Document section:
######

3) Flexibility in mounting and exporting filesystems. I guess NFS may vitiate this argument since you can mount subdirectories. I suspect there is still some advantage in this regard however.
4) Ability to boot faster and without the entire disk being in good shape. If a minimal system is in a partition just big enough for it, you can get the system up far enough to work on it more easily when something goes wrong. (Yeah but how often does this happen? On the other hand you sure appreciate having planned ahead when it does.)
Argument against: It is a real pain moving things because you have outgrown a partition.
Point I always thought should matter but which no one responds to:
Shouldn't you think about where in the disk things are located and attempt to put the most frequently referenced stuff in the middle and the least frequently referenced stuff at the edges?
>>> tmp:31
Date: Fri, 6 Mar 1992 09:10:16 +1300 From: Ray Brownrigg <Ray.Brownrigg@isor.vuw.ac.nz> Return-path: Ray.Brownrigg@isor.vuw.ac.nz To: richardt@apple.com Subject: Re: Partitioning arguments
We have our disks partitioned in terms of backup strategy and functionality.
I.e. we have partitions for / /usr /usr/local and /home. /home get incrementally backed up every day and every week (at a higher level), /usr/local gets incrementally backed up every week, and everything gets a full backup every month.

######

Data items:
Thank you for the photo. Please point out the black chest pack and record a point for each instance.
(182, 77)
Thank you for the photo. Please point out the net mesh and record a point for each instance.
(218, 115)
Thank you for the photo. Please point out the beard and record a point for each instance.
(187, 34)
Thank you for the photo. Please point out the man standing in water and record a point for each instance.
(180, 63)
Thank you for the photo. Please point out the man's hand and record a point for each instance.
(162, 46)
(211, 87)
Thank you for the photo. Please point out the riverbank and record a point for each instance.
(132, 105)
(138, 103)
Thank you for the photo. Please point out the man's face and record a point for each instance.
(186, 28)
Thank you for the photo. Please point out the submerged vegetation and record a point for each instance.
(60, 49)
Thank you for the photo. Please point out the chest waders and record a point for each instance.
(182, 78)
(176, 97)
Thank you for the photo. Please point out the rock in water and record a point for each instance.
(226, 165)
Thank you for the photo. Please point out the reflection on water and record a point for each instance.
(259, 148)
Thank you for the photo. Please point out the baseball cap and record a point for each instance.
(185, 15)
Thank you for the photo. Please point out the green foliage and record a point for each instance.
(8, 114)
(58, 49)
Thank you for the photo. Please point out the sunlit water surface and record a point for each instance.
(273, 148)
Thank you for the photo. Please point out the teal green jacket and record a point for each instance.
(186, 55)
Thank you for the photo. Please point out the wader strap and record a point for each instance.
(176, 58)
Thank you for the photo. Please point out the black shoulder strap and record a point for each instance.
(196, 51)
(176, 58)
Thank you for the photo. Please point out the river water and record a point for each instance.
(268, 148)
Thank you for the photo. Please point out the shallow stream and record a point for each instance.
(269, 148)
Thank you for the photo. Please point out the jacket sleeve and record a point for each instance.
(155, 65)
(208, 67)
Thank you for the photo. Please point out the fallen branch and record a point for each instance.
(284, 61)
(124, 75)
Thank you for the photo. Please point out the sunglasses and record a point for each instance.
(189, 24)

######

Problems to work on:
[1] Name each partition that the partitioning discussion lists.
[2] Rewrite the partitioning discussion, starting at the words "Argument against: It" and ending after "strategy and functionality.". Put "data" wherever "stuff" appears.

Solutions:
[1] /, /usr, /usr/local, /home

[2]
Argument against: It is a real pain moving things because you have outgrown a partition.
Point I always thought should matter but which no one responds to:
Shouldn't you think about where in the disk things are located and attempt to put the most frequently referenced data in the middle and the least frequently referenced data at the edges?
>>> tmp:31
Date: Fri, 6 Mar 1992 09:10:16 +1300 From: Ray Brownrigg <Ray.Brownrigg@isor.vuw.ac.nz> Return-path: Ray.Brownrigg@isor.vuw.ac.nz To: richardt@apple.com Subject: Re: Partitioning arguments
We have our disks partitioned in terms of backup strategy and functionality.